LIST OF TASKS:
A: Quote the KriskaDECOR article word for word, beginning at the words "Josep M Sans, KriskaDECOR's" and stopping after "things more interesting.".
B: In the KriskaDECOR article, how many colors does the company offer?
C: Summarize the KriskaDECOR article in two sentences.

=== PROVIDED TEXT ===

Josep M Sans, KriskaDECOR's commercial director, is a third generation family member and manages the company with his brother and mother. He says the product has become increasingly popular with advances in customization: 'Being able to customize with any pattern makes the metal mesh a versatile material to work it. You can have a design that is classic or contemporary...it's up to the designer.'
And he says people like having interior spaces delineated but without rigid partitions. 'Using our curtains you keep a sense of space even if you're dividing it up.' Sans says people like being able to walk through the curtains, or to see shapes through them, so there's that feeling of life and involvement. Or to put it another way, it makes things more interesting.
Sans explains that while the chain links are fixed in terms of size and distance apart, KriskaDECOR can make curtains or wall hangings in any height and width, and almost any visual can be reproduced. 'And we have a large range of colours, more than 30.'
The company predominantly makes curtains for high end commercial and contract interiors, but homeowners are catered for too. 'Homeowners are using our curtains for room dividers or to decorate walls. They can choose designs from our residential Collections Line by Claire Davies,' says Sans.
In terms of new products, Sans says the company's innovations department is looking at using the chain mesh for chandeliers/lighting and more freestanding room dividers. 'We're working to see how it can be used more widely in situations that need products that are both creative and useful.'
KriskaDECOR is popular in Spain but it does export around 60 per cent of its product to some 40 countries including the US, Russia, South Africa and New Zealand.

=== RECORD SET ===

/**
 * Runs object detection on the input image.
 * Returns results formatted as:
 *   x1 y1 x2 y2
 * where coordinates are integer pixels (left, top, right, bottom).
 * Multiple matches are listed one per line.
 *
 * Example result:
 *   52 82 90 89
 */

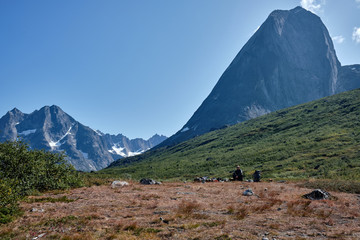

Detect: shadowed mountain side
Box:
104 89 360 180
0 105 166 171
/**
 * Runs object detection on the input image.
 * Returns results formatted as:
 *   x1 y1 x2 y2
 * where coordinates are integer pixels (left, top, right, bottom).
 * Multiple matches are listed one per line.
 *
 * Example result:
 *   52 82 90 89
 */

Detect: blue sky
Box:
0 0 360 138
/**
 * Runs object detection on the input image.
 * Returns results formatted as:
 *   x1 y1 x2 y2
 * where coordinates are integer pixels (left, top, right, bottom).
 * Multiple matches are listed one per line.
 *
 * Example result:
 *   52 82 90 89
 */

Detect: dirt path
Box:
0 182 360 240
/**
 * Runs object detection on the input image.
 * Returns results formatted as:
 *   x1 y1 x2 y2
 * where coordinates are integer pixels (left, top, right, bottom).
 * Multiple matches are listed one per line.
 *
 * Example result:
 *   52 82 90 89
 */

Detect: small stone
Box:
243 188 254 196
111 181 129 188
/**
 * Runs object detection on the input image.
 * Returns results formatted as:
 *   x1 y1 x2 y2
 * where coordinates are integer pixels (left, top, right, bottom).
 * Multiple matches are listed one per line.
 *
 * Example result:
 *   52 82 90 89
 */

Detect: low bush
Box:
301 180 360 194
0 140 82 223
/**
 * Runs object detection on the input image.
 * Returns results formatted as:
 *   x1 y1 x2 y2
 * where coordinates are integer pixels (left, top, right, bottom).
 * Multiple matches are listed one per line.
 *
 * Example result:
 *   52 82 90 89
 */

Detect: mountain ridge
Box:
158 7 360 147
103 89 360 180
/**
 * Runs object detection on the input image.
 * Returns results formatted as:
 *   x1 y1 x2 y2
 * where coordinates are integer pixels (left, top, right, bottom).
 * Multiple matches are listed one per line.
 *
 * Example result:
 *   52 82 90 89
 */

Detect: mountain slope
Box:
0 106 166 171
159 7 360 146
99 89 360 179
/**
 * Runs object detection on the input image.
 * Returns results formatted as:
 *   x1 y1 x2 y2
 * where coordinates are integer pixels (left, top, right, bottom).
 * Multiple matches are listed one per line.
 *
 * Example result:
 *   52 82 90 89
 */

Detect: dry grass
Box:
0 182 360 240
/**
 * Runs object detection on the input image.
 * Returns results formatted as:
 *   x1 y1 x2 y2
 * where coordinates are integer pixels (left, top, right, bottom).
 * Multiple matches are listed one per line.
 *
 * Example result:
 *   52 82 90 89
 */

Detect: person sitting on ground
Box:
253 170 260 182
233 166 244 181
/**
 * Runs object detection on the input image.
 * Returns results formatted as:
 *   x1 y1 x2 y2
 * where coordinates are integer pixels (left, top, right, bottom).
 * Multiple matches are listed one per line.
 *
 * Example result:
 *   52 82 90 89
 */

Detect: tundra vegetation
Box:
0 90 360 239
0 140 82 223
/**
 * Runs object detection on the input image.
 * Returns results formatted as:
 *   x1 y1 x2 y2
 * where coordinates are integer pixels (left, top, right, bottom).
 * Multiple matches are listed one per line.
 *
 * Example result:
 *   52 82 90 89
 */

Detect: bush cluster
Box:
0 140 82 223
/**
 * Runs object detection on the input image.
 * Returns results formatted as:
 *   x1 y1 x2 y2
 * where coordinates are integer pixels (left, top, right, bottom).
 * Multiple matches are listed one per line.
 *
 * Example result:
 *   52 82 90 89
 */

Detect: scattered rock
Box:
303 189 331 200
154 211 170 215
243 188 254 196
30 208 45 212
111 181 129 188
33 233 46 240
160 217 169 224
140 178 162 185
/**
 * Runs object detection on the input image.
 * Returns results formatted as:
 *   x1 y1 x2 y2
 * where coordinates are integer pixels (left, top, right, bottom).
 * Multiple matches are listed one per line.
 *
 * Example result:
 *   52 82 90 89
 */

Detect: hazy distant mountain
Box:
0 106 166 171
159 7 360 146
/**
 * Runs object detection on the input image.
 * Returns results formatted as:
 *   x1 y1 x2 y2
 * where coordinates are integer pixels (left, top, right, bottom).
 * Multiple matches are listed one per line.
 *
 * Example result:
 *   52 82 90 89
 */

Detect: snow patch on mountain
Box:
109 144 127 157
80 150 89 159
181 127 190 132
18 129 36 136
244 103 270 119
49 124 74 150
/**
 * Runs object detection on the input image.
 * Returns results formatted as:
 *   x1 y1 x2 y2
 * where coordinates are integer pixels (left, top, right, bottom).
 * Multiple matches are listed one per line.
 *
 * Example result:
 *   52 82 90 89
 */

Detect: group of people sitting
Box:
233 166 261 182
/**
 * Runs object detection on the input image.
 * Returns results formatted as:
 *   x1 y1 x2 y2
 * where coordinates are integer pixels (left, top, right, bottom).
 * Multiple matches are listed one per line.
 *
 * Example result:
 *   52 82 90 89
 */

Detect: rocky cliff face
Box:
0 106 166 171
159 7 360 146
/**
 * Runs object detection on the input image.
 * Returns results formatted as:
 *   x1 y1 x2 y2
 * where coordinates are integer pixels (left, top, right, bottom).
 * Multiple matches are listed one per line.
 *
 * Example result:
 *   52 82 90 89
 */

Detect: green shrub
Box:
0 140 82 223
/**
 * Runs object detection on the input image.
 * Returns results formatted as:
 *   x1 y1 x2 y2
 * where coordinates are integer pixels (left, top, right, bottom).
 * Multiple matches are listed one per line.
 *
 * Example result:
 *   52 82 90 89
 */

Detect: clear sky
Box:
0 0 360 139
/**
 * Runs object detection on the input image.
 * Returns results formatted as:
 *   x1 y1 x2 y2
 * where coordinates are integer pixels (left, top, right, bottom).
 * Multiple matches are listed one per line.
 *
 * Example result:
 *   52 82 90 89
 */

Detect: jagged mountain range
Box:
0 105 166 171
158 7 360 147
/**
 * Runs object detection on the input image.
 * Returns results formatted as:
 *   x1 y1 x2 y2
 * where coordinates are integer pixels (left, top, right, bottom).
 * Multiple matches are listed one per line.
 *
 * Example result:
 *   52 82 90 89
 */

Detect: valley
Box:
0 181 360 240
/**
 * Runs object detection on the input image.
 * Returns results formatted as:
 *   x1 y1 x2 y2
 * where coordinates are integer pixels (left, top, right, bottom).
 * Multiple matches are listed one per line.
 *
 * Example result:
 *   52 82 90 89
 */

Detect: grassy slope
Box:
98 89 360 180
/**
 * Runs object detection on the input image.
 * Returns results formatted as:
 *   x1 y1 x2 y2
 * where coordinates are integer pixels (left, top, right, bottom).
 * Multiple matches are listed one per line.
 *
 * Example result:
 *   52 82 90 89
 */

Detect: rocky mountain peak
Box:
159 7 355 146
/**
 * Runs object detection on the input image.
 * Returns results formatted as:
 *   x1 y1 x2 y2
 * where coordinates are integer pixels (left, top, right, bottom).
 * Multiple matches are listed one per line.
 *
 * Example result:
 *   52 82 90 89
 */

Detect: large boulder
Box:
140 178 161 185
303 189 331 200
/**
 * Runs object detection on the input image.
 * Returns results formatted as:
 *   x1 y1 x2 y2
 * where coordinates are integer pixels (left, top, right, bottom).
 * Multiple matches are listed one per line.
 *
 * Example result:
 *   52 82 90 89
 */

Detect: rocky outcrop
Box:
159 7 360 146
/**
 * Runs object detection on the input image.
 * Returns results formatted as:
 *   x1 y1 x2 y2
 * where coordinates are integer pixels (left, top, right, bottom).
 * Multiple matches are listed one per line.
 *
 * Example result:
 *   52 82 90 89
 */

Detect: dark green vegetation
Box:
102 89 360 180
299 179 360 194
0 141 82 224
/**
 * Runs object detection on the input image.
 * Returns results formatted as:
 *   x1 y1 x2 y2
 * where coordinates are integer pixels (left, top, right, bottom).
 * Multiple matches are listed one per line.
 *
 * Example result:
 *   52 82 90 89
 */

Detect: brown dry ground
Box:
0 182 360 240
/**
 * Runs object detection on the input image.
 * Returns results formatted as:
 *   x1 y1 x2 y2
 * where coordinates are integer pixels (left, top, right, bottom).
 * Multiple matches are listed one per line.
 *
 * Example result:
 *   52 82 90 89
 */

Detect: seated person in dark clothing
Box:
233 166 244 181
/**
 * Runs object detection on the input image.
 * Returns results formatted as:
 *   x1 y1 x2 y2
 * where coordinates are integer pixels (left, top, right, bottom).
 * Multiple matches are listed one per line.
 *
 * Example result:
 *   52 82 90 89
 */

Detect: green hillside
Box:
98 89 360 180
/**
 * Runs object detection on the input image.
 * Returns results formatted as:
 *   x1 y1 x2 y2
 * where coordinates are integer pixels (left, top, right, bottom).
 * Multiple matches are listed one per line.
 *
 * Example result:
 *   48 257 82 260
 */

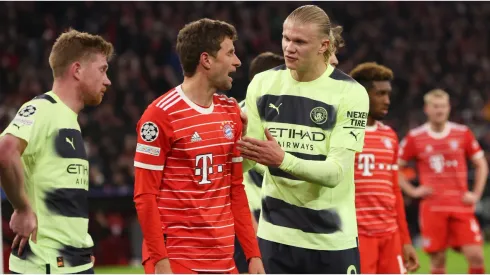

===

OUTPUTS IN ORDER:
A:
Josep M Sans, KriskaDECOR's commercial director, is a third generation family member and manages the company with his brother and mother. He says the product has become increasingly popular with advances in customization: 'Being able to customize with any pattern makes the metal mesh a versatile material to work it. You can have a design that is classic or contemporary...it's up to the designer.'
And he says people like having interior spaces delineated but without rigid partitions. 'Using our curtains you keep a sense of space even if you're dividing it up.' Sans says people like being able to walk through the curtains, or to see shapes through them, so there's that feeling of life and involvement. Or to put it another way, it makes things more interesting.

B: More than 30.

C: Josep M Sans, commercial director of the family-run KriskaDECOR, says the company's customizable metal mesh curtains divide interior spaces without rigid partitions and can be made in any height and width in more than 30 colors. The company mainly serves high-end commercial and contract interiors but also caters to homeowners, is exploring lighting and freestanding room dividers, and exports around 60 percent of its product to some 40 countries.